▸ **PAGE EXCERPT**:
The narrowing of the retinal vein at an arteriovenous (AV) crossing is thought to be associated with branch retinal vein occlusion (BRVO). Monitoring the progress of vein narrowing on a patient’s fundus photos is a possible predictor of the risk of BRVO. Direct comparison of the venous caliber measured on the fundus photos may be the simplest way to do so. However, fundus photos taken at different times may have different magnifications which may result in different vein caliber readings, making comparison difficult. The degree of vein narrowing can be defined with an angle which is theoretically not affected by magnification. This study is to explore the consistency of the vein narrowing angles measured from the fundus photos of the same eyes at different magnifications.

▸ **TASK SET**:
(A) Reproduce the passage on retinal vein narrowing word for word, starting at "The narrowing of" and ending at "at different magnifications.".
(B) For each statement, say whether the passage on retinal vein narrowing supports it, answering yes or no and quoting the deciding words: (i) Fundus photos taken at different times always have the same magnification. (ii) The degree of vein narrowing can be defined with an angle that is theoretically not affected by magnification. (iii) The vein narrowing in question occurs at an arteriovenous crossing.
(C) According to the passage on retinal vein narrowing, what does the study explore?

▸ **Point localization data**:
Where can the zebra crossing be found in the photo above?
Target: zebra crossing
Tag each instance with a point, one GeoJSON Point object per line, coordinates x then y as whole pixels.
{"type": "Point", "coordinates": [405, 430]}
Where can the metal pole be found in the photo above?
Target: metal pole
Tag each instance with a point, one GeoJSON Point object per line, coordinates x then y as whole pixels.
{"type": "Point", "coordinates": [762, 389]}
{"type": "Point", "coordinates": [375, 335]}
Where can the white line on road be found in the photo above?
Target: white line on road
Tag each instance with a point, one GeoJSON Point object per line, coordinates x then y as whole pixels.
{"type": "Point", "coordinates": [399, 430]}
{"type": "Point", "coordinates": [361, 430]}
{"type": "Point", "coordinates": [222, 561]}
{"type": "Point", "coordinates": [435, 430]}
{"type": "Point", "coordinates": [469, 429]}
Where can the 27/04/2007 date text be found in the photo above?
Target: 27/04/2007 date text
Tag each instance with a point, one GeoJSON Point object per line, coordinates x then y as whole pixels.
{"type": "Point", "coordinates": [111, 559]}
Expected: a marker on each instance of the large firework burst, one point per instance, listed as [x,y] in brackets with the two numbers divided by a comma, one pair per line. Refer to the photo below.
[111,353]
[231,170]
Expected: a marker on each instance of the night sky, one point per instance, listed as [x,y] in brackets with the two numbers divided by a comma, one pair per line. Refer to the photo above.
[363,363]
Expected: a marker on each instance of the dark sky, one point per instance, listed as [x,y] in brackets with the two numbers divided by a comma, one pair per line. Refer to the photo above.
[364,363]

▸ **WRITTEN ANSWERS**:
(A)
The narrowing of the retinal vein at an arteriovenous (AV) crossing is thought to be associated with branch retinal vein occlusion (BRVO). Monitoring the progress of vein narrowing on a patient’s fundus photos is a possible predictor of the risk of BRVO. Direct comparison of the venous caliber measured on the fundus photos may be the simplest way to do so. However, fundus photos taken at different times may have different magnifications which may result in different vein caliber readings, making comparison difficult. The degree of vein narrowing can be defined with an angle which is theoretically not affected by magnification. This study is to explore the consistency of the vein narrowing angles measured from the fundus photos of the same eyes at different magnifications.

(B)
(i) No: "fundus photos taken at different times may have different magnifications"
(ii) Yes: "The degree of vein narrowing can be defined with an angle which is theoretically not affected by magnification."
(iii) Yes: "The narrowing of the retinal vein at an arteriovenous (AV) crossing"

(C) It explores the consistency of the vein narrowing angles measured from the fundus photos of the same eyes at different magnifications.